Stored data entries
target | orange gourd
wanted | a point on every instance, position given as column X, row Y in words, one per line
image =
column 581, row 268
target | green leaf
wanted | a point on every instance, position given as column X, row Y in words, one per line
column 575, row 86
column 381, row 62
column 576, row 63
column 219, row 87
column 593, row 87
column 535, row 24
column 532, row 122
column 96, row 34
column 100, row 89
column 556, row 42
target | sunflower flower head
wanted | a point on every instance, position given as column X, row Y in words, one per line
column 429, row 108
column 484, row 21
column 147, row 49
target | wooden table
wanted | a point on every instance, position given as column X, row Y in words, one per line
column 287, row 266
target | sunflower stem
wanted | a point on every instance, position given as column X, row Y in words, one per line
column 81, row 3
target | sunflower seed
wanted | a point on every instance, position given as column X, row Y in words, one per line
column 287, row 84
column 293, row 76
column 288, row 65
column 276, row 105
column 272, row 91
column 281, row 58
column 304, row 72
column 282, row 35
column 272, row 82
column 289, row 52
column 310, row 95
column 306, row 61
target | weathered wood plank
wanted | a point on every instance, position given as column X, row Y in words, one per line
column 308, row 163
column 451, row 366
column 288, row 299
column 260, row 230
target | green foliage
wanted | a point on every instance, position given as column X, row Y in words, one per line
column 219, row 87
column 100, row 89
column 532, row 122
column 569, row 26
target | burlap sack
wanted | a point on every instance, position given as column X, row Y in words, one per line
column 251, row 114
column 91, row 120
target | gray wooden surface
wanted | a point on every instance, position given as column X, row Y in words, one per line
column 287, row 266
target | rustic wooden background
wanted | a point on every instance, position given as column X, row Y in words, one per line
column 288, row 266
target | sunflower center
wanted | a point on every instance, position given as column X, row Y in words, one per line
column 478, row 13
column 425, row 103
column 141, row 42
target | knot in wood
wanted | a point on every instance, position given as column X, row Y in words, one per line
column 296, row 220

Work required —
Show me all lines in the records that contain "sunflower".

Answer —
target | sunflower flower head
target | sunflower stem
target | sunflower seed
target | sunflower center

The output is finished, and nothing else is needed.